» **Exercise**
Repeat each line of the material below without change.

» **Source data**
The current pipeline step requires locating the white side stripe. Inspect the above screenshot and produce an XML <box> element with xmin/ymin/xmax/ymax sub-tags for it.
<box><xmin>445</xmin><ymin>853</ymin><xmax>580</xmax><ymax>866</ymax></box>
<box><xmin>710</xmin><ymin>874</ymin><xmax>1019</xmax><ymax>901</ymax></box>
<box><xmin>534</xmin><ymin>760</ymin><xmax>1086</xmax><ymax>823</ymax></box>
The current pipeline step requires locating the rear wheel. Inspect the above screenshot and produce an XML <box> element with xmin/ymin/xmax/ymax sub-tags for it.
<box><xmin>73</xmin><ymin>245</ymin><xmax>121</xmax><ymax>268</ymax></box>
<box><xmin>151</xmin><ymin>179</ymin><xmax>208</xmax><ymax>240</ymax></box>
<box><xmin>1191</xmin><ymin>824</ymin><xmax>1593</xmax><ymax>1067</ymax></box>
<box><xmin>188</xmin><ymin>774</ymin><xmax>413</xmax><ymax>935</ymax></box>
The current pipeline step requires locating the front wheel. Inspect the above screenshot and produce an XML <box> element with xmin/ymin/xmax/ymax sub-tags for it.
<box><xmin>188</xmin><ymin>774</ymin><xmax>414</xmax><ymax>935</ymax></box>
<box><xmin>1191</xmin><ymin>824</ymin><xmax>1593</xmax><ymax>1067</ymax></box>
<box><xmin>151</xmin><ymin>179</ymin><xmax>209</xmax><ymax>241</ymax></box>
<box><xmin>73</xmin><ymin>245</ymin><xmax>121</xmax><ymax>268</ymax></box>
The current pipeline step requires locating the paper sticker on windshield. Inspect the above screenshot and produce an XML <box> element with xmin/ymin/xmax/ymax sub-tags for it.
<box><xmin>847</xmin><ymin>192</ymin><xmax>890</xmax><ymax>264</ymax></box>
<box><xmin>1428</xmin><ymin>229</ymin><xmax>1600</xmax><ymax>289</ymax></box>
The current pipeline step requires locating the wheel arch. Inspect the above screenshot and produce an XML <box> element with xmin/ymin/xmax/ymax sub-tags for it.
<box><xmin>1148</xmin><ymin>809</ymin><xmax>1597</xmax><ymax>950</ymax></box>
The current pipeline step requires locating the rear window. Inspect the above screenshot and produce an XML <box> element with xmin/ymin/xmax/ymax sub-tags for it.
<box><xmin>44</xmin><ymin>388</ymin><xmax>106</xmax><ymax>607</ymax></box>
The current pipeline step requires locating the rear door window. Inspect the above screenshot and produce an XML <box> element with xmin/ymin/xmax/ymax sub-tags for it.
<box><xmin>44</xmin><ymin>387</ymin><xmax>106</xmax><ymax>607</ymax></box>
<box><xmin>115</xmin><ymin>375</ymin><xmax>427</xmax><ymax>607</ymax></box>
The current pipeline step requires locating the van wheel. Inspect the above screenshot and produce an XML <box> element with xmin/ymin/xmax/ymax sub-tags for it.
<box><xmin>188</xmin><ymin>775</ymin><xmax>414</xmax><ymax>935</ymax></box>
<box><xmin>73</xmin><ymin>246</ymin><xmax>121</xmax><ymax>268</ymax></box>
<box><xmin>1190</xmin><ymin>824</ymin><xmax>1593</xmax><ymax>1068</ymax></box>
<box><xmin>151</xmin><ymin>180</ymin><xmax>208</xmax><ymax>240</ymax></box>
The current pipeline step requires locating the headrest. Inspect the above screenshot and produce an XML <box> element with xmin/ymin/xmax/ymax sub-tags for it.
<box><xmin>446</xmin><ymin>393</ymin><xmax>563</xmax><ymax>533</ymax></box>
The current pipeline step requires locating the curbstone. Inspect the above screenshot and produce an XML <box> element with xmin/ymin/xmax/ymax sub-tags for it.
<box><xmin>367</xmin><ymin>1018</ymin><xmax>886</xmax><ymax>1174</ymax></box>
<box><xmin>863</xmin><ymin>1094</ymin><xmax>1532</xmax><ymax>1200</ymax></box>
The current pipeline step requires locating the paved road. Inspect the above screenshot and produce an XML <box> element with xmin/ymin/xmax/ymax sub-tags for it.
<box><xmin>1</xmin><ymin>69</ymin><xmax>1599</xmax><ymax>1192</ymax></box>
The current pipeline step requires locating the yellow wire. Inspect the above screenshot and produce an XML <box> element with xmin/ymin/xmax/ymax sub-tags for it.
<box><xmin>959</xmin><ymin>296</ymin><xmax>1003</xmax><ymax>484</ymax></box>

» **Problem solution**
The current pipeline step requires locating the white side stripe. Inspect the above screenshot and produce an XML <box> element with xmin/ymin/xmax/ymax sub-tags for it.
<box><xmin>445</xmin><ymin>853</ymin><xmax>580</xmax><ymax>866</ymax></box>
<box><xmin>710</xmin><ymin>874</ymin><xmax>1019</xmax><ymax>901</ymax></box>
<box><xmin>534</xmin><ymin>760</ymin><xmax>1086</xmax><ymax>823</ymax></box>
The current pipeline step requires locating the rear wheel. Inspect the above screenshot and produce an XML <box> element with xmin/ymin/xmax/ymax sub-tags for it.
<box><xmin>73</xmin><ymin>245</ymin><xmax>121</xmax><ymax>268</ymax></box>
<box><xmin>151</xmin><ymin>179</ymin><xmax>208</xmax><ymax>240</ymax></box>
<box><xmin>1191</xmin><ymin>824</ymin><xmax>1593</xmax><ymax>1067</ymax></box>
<box><xmin>188</xmin><ymin>774</ymin><xmax>413</xmax><ymax>935</ymax></box>
The current pipeline step requires locating the front wheel. Inspect the above screenshot and produce an XML <box> element with xmin/ymin/xmax/ymax sub-tags for it.
<box><xmin>188</xmin><ymin>774</ymin><xmax>414</xmax><ymax>935</ymax></box>
<box><xmin>1191</xmin><ymin>824</ymin><xmax>1593</xmax><ymax>1067</ymax></box>
<box><xmin>151</xmin><ymin>179</ymin><xmax>209</xmax><ymax>241</ymax></box>
<box><xmin>73</xmin><ymin>245</ymin><xmax>121</xmax><ymax>268</ymax></box>
The current pipeline step requires locating the paper sticker on windshield. Inspect the above screenshot and produce an XML <box> element with xmin/ymin/xmax/ymax sub-tags for it.
<box><xmin>847</xmin><ymin>192</ymin><xmax>890</xmax><ymax>264</ymax></box>
<box><xmin>1428</xmin><ymin>229</ymin><xmax>1600</xmax><ymax>289</ymax></box>
The current pipeline step requires locating the wheel arch. Inspect the above screenshot and produce an XML <box> element with xmin/ymin/xmax/ymax sub-tags for it.
<box><xmin>1148</xmin><ymin>809</ymin><xmax>1597</xmax><ymax>950</ymax></box>
The current pipeline step requires locating the rear window. Inspect the above screenshot and produce an XML <box> element with xmin/ymin/xmax/ymax sub-tags for it.
<box><xmin>44</xmin><ymin>388</ymin><xmax>106</xmax><ymax>607</ymax></box>
The current pipeline step requires locating the rear door window. Inspect the above screenshot and produce an XML <box> element with xmin/ymin/xmax/ymax sub-tags for it.
<box><xmin>44</xmin><ymin>387</ymin><xmax>106</xmax><ymax>607</ymax></box>
<box><xmin>115</xmin><ymin>375</ymin><xmax>427</xmax><ymax>607</ymax></box>
The current pipeline step requires locating the van wheel. Inspect the above screenshot and produce an XML <box> element with xmin/ymin/xmax/ymax sub-tags for it.
<box><xmin>188</xmin><ymin>775</ymin><xmax>414</xmax><ymax>935</ymax></box>
<box><xmin>73</xmin><ymin>246</ymin><xmax>121</xmax><ymax>268</ymax></box>
<box><xmin>1190</xmin><ymin>824</ymin><xmax>1593</xmax><ymax>1068</ymax></box>
<box><xmin>151</xmin><ymin>180</ymin><xmax>208</xmax><ymax>240</ymax></box>
The current pipeline step requires locating the headrest. Inspect the above screenshot and produce an XML <box> element with xmin/ymin/xmax/ymax sub-tags for it.
<box><xmin>446</xmin><ymin>393</ymin><xmax>563</xmax><ymax>533</ymax></box>
The current pipeline step requires locating the curbstone. Inspect the above screenshot and produce an XML <box> element with xmin/ymin/xmax/ymax sub-tags for it.
<box><xmin>367</xmin><ymin>1018</ymin><xmax>886</xmax><ymax>1174</ymax></box>
<box><xmin>863</xmin><ymin>1094</ymin><xmax>1532</xmax><ymax>1200</ymax></box>
The current pipeline step requires locating the paved road. Inspect the above screenshot and produce an XML <box> element with xmin/ymin/xmax/ymax sub-tags for it.
<box><xmin>1</xmin><ymin>69</ymin><xmax>1599</xmax><ymax>1192</ymax></box>
The current pipeline step requires locating the yellow wire. Inspect the above screenshot and produce an XML <box> element with xmin/ymin/xmax/ymax sub-tags for it.
<box><xmin>959</xmin><ymin>296</ymin><xmax>1003</xmax><ymax>484</ymax></box>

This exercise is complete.